■ **TAREA A**:
Reproduzca todo el listado desde la línea que contiene "Task: Where can the man in" hasta la que contiene "x=101, y=119", ambas incluidas, sustituyendo "brown waistcoat" por "green waistcoat" y sin alterar nada más.

■ **DOCUMENTO FUENTE**:
= = =

Aunque el hierro se conoció tan pronto como el bronce, durante largo tiempo los
meteoritos fueron su única fuente de obtención. Fue, pues, sólo un metal precioso,
limitado a empleos ocasionales, hasta que se descubrieron métodos para fundir la
mena de hierro y obtener así éste en cantidades ilimitadas. La fundición del hierro se
inició, en algún lugar del Asia Menor, hacia el 1400 a. de J.C, para desarrollarse y
extenderse lentamente.
Un ejército con armas de hierro podía derrotar a otro que empleara sólo las de bronce,
ya que las espadas de hierro podían cortar las de bronce. Los hititas de Asia Menor
fueron los primeros en utilizar masivamente armas de hierro, por lo cual vivieron un
período de gran poder en el Asia Occidental. Los asirios sucedieron a los hititas. Hacia
el 800 a. de J.C. tenían un ejército completamente equipado con armas de hierro, que
dominaría el Asia Occidental y Egipto durante dos siglos y medio. Hacia la misma
época, los dorios introdujeron la Edad del Hierro en Europa, al invadir Grecia y derrotar
a los aqueos, que habían cometido el error de seguir en la Edad del Bronce.
Hierro y acero
El hierro se obtiene, esencialmente, calentando con carbón la mena de hierro
(normalmente, óxido férrico). Los átomos de carbono extraen el oxígeno del óxido
férrico, dejando una masa de hierro puro. En la Antigüedad, las temperaturas
empleadas no fundían el hierro, por lo cual, el producto era un metal basto, que podía
moldearse golpeándolo con un martillo, es decir, se obtenía el «hierro forjado». La
metalurgia del hierro a gran escala comenzó en la Edad Media. Se emplearon hornos
especiales y temperaturas más elevadas, que fundían el hierro. El hierro fundido podía
verterse en moldes para formar coladas, por lo cual se llamó «hierro colado». Aunque
mucho más barato y duro que el hierro forjado, era, sin embargo, quebradizo y no
podía ser golpeado con el martillo.

= = =

■ **TAREA B**:
Transcriba literalmente el pasaje del texto sobre el hierro que va desde "Un ejército con" hasta "Edad del Bronce.".

= = =

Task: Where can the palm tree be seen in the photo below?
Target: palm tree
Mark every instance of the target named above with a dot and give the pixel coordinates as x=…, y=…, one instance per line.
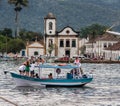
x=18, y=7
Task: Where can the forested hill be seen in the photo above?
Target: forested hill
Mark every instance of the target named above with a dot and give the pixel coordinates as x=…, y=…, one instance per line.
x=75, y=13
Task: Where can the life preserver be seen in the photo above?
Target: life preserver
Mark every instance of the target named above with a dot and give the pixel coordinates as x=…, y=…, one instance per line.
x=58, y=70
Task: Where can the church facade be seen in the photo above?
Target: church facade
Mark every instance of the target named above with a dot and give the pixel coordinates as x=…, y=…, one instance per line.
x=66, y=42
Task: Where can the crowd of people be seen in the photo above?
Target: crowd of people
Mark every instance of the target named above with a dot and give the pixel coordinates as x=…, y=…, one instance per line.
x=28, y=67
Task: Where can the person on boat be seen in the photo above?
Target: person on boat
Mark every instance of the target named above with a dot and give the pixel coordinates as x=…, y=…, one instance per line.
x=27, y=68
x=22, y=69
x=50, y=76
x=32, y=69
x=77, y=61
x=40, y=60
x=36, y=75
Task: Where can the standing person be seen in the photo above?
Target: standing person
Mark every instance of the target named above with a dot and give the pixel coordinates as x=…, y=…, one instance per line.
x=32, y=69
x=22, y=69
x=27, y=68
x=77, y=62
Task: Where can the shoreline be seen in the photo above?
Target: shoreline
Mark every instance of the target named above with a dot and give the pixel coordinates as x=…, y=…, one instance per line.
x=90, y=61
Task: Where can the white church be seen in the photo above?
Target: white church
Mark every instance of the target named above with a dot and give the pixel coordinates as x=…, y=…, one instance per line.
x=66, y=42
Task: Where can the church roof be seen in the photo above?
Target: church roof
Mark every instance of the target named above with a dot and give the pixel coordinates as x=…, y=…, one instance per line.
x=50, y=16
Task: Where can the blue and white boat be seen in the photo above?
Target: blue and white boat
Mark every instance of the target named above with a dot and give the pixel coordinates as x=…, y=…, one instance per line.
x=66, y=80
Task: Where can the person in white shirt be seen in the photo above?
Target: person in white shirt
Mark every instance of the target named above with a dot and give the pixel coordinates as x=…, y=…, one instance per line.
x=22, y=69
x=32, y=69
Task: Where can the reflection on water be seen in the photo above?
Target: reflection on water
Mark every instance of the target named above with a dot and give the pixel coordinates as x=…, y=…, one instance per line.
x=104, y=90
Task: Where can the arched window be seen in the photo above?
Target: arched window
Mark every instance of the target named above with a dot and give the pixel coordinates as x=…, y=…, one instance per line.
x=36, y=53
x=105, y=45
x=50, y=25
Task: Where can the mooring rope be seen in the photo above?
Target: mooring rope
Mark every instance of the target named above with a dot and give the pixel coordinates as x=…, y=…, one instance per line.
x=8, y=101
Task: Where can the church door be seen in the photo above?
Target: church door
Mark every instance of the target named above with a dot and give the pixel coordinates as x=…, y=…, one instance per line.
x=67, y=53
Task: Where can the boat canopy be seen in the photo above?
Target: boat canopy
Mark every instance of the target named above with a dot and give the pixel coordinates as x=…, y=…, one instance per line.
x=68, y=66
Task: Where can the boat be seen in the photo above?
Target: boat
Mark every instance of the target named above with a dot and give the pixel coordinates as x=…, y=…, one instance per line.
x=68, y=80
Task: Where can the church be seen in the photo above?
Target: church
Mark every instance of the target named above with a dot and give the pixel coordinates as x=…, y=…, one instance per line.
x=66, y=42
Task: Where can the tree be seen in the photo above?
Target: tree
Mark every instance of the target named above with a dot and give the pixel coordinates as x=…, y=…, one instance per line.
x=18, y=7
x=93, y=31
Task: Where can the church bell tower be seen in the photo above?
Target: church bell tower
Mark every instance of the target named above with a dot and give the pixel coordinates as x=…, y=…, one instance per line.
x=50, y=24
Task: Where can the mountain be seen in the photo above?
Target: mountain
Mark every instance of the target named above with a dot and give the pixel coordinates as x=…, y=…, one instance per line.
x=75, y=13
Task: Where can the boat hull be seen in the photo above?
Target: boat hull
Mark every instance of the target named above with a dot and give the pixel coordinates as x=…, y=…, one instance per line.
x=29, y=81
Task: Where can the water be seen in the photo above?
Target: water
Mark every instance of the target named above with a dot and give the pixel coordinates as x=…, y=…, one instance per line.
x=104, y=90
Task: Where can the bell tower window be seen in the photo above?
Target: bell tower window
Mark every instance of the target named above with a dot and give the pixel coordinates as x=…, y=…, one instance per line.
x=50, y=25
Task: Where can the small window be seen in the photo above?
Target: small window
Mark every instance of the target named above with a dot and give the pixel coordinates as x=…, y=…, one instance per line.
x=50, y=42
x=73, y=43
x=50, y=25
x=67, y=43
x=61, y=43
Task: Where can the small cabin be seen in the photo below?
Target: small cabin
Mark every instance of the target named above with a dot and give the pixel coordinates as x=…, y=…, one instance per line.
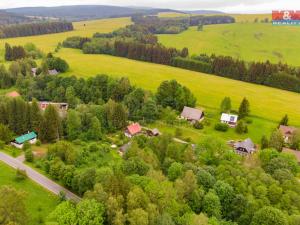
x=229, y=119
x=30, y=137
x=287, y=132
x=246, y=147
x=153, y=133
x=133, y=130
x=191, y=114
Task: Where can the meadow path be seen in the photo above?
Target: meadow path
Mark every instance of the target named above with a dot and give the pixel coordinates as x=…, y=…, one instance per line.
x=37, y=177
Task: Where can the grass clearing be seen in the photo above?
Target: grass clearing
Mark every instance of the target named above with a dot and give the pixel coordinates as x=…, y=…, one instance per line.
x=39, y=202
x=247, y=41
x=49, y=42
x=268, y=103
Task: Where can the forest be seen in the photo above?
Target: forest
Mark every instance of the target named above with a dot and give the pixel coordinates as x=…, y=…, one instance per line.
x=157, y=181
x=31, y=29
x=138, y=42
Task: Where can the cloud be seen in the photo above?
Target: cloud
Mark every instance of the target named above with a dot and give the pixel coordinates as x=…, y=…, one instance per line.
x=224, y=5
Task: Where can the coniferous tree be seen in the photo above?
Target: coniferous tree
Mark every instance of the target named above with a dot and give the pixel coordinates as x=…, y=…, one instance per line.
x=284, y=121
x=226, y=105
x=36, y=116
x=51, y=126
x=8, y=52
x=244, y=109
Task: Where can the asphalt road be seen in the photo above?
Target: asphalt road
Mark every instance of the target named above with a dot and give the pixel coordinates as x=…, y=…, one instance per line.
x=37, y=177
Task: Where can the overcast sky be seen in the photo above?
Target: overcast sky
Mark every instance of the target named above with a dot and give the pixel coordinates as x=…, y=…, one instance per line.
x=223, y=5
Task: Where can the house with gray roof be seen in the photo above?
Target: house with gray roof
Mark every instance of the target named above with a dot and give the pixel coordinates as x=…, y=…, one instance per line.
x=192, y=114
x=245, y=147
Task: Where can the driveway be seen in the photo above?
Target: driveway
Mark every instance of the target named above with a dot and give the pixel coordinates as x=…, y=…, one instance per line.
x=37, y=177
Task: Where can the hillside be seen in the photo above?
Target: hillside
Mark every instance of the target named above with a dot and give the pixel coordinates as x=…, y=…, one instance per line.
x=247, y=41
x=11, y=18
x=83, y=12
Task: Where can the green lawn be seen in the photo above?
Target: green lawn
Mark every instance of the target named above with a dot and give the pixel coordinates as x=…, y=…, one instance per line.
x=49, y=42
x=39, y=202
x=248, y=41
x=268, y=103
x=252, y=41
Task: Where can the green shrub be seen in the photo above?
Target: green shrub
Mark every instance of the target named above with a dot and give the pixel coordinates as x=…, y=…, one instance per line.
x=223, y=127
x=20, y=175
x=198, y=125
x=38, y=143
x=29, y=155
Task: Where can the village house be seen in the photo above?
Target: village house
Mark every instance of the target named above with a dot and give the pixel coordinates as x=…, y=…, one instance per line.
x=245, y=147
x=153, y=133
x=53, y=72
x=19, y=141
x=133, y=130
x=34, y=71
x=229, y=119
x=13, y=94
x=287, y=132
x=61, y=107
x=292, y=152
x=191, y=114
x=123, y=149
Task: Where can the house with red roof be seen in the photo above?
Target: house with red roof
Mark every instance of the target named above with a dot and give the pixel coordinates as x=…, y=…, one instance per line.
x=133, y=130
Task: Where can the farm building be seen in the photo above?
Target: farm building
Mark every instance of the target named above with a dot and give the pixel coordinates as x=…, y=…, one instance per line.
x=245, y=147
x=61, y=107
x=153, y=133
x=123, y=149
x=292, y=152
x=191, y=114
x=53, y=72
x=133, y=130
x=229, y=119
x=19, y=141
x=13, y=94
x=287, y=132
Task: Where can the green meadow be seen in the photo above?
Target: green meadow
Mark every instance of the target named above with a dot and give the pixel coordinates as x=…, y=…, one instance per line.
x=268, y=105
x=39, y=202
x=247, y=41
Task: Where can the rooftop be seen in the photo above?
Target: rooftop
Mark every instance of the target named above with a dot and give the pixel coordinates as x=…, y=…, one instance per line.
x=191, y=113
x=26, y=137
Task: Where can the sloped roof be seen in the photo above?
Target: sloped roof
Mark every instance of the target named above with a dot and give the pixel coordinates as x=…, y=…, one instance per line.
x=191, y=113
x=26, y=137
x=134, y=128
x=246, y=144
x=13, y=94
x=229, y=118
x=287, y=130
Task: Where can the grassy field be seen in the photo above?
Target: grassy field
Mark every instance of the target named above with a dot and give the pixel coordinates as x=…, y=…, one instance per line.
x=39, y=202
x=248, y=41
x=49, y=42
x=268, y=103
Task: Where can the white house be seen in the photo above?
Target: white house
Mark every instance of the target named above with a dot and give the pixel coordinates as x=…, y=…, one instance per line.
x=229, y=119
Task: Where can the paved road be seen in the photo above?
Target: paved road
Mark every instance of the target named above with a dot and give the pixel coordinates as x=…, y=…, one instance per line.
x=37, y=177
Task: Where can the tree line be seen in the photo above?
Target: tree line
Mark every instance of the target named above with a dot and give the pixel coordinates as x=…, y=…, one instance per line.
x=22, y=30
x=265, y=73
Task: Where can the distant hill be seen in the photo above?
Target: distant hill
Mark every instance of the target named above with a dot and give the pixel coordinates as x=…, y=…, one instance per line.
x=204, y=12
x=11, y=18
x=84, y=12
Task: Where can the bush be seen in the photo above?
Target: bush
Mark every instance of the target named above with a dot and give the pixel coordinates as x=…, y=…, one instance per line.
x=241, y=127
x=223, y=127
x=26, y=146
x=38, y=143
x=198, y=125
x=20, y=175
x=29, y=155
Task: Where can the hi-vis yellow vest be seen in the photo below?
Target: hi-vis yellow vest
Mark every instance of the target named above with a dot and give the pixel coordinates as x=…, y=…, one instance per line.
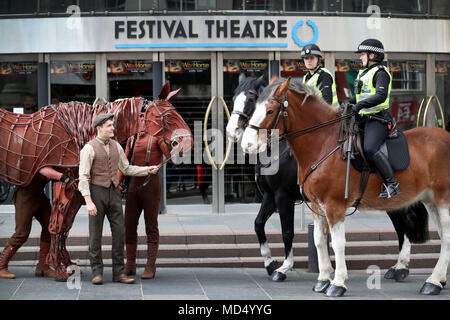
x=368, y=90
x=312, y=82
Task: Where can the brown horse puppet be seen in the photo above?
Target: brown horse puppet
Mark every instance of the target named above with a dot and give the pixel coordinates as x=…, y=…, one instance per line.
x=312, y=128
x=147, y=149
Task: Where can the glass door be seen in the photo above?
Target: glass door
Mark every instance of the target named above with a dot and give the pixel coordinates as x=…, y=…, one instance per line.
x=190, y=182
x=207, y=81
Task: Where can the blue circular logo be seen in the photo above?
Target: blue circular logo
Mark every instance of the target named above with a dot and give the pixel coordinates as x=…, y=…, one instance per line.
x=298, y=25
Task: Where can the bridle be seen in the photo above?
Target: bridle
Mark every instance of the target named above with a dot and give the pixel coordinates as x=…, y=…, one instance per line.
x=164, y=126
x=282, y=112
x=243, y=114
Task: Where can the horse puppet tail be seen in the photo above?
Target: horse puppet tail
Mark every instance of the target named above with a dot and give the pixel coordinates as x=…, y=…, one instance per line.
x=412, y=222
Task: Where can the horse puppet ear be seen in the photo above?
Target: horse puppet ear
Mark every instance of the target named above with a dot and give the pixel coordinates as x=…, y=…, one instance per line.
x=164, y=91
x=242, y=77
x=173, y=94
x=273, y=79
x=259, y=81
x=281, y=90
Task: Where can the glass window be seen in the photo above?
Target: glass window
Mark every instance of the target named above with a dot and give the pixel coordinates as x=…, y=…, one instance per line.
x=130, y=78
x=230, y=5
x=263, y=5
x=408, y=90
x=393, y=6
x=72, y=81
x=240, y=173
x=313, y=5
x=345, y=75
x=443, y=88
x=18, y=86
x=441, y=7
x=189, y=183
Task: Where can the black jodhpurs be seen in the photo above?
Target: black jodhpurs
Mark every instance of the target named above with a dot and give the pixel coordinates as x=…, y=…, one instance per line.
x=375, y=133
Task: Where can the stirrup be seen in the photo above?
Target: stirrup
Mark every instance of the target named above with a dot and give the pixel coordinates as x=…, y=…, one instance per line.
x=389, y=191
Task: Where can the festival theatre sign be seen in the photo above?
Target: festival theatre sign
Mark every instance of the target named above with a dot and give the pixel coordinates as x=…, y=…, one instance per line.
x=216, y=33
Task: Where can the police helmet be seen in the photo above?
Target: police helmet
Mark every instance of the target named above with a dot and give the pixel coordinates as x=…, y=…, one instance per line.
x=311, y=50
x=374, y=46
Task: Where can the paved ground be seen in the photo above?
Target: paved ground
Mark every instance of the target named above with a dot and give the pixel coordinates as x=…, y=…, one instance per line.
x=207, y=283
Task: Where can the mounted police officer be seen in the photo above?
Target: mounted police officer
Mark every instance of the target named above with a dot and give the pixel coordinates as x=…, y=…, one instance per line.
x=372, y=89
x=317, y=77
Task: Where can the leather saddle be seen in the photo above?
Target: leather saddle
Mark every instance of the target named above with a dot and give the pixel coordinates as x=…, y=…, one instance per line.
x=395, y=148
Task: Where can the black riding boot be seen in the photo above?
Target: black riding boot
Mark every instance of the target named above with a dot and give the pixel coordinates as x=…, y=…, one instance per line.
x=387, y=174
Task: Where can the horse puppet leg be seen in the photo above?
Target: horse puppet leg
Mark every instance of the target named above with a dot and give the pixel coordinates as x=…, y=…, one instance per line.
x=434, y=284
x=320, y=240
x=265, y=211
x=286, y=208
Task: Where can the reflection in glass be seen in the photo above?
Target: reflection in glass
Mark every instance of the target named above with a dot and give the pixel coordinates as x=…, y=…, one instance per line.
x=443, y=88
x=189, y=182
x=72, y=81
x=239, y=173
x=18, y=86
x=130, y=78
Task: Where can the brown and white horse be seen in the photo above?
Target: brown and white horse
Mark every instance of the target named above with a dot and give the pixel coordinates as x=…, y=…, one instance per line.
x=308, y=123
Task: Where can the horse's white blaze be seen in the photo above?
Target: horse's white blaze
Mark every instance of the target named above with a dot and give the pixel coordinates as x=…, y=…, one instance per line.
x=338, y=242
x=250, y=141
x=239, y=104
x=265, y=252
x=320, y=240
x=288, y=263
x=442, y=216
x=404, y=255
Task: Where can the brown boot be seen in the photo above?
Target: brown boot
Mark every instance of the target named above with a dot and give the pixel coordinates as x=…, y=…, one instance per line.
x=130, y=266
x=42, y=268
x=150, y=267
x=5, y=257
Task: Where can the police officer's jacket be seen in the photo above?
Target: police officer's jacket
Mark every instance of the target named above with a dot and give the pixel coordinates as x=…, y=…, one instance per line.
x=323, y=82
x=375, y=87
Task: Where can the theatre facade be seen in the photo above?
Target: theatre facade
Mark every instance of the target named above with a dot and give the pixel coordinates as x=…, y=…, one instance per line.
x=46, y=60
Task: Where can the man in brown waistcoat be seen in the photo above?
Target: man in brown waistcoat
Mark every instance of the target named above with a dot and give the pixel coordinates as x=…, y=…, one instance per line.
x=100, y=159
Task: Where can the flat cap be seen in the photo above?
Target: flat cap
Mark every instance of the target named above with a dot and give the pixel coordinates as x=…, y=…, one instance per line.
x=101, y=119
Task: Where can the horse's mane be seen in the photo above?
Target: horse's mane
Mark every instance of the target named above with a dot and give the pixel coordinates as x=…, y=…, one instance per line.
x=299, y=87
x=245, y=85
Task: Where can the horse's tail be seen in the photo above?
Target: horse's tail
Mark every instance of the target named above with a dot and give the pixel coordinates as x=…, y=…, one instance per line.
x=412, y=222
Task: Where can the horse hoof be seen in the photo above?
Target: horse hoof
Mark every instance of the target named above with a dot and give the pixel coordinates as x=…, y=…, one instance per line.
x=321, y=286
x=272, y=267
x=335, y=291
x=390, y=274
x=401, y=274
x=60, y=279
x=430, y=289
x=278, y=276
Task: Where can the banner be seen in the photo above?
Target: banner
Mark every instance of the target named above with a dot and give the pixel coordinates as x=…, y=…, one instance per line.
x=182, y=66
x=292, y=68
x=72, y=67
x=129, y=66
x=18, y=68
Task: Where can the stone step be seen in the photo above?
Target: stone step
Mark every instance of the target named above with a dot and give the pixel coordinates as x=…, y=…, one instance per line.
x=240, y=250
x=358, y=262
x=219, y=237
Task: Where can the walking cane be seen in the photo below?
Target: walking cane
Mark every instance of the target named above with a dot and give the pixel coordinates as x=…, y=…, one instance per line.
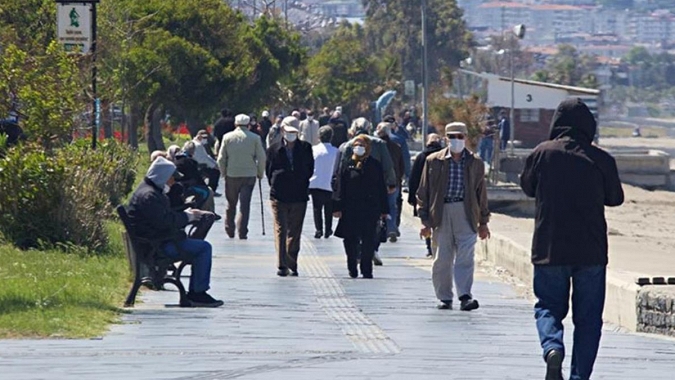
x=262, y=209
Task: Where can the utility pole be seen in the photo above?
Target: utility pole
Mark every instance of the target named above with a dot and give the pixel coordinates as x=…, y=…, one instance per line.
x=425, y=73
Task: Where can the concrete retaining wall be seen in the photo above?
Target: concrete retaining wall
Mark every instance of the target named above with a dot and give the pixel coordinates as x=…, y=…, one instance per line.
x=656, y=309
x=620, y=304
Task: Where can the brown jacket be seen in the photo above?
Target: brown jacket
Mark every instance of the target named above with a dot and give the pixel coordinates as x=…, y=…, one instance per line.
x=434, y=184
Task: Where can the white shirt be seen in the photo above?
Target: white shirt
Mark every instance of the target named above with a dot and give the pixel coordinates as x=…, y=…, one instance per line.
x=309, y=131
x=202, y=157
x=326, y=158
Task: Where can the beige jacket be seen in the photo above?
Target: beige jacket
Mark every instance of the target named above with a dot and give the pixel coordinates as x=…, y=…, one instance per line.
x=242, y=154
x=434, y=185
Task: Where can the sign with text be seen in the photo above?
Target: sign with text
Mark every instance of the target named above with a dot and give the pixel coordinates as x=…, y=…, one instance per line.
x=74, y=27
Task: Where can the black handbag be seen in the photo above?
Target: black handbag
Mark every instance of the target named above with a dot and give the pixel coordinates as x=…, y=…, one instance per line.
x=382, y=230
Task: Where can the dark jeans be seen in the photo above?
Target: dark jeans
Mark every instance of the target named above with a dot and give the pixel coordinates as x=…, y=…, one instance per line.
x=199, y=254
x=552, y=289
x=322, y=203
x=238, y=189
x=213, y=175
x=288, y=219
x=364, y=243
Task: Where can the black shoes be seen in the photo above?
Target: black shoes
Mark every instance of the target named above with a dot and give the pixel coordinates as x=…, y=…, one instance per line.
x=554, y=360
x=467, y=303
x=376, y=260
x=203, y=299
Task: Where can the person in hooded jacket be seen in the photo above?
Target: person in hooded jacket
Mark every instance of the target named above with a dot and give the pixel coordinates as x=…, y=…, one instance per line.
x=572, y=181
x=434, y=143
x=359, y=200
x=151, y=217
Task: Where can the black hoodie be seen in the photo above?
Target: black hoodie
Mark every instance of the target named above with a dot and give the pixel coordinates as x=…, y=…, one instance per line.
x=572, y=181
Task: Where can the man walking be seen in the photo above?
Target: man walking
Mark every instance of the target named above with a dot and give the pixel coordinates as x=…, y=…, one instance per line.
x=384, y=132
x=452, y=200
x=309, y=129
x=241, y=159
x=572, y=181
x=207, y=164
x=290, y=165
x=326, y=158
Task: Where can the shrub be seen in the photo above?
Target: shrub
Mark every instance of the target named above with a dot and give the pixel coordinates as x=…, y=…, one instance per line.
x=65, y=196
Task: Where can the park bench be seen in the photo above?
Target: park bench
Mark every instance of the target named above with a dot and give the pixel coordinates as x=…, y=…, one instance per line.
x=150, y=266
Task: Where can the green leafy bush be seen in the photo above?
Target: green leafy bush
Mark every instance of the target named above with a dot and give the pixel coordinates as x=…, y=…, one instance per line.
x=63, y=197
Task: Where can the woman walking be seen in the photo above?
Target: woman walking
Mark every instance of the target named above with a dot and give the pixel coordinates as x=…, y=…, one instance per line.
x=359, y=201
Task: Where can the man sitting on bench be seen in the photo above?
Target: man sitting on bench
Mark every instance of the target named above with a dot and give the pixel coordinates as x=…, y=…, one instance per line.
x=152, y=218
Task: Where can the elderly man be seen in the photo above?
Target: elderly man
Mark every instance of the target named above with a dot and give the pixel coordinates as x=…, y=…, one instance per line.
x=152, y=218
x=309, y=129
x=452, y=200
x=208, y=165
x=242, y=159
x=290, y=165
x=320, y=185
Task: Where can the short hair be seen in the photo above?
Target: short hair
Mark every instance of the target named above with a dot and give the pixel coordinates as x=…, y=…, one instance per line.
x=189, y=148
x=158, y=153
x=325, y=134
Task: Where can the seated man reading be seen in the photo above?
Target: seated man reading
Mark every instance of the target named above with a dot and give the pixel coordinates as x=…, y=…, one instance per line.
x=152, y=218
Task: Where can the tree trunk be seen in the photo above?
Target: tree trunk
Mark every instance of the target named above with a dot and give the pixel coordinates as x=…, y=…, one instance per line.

= = =

■ **RESPUESTA CORRECTA A**:
Task: Where can the man in green waistcoat be seen in the photo above?
Target: man in green waistcoat
Mark every instance of the target named above with a dot and give the pixel coordinates as x=…, y=…, one instance per line.
x=100, y=159
Task: Where can the flat cap be seen in the photo above?
Target: flat cap
Mark every instance of the target named above with a dot and give the pixel coordinates as x=…, y=…, one instance per line.
x=101, y=119

■ **RESPUESTA CORRECTA B**:
Un ejército con armas de hierro podía derrotar a otro que empleara sólo las de bronce,
ya que las espadas de hierro podían cortar las de bronce. Los hititas de Asia Menor
fueron los primeros en utilizar masivamente armas de hierro, por lo cual vivieron un
período de gran poder en el Asia Occidental. Los asirios sucedieron a los hititas. Hacia
el 800 a. de J.C. tenían un ejército completamente equipado con armas de hierro, que
dominaría el Asia Occidental y Egipto durante dos siglos y medio. Hacia la misma
época, los dorios introdujeron la Edad del Hierro en Europa, al invadir Grecia y derrotar
a los aqueos, que habían cometido el error de seguir en la Edad del Bronce.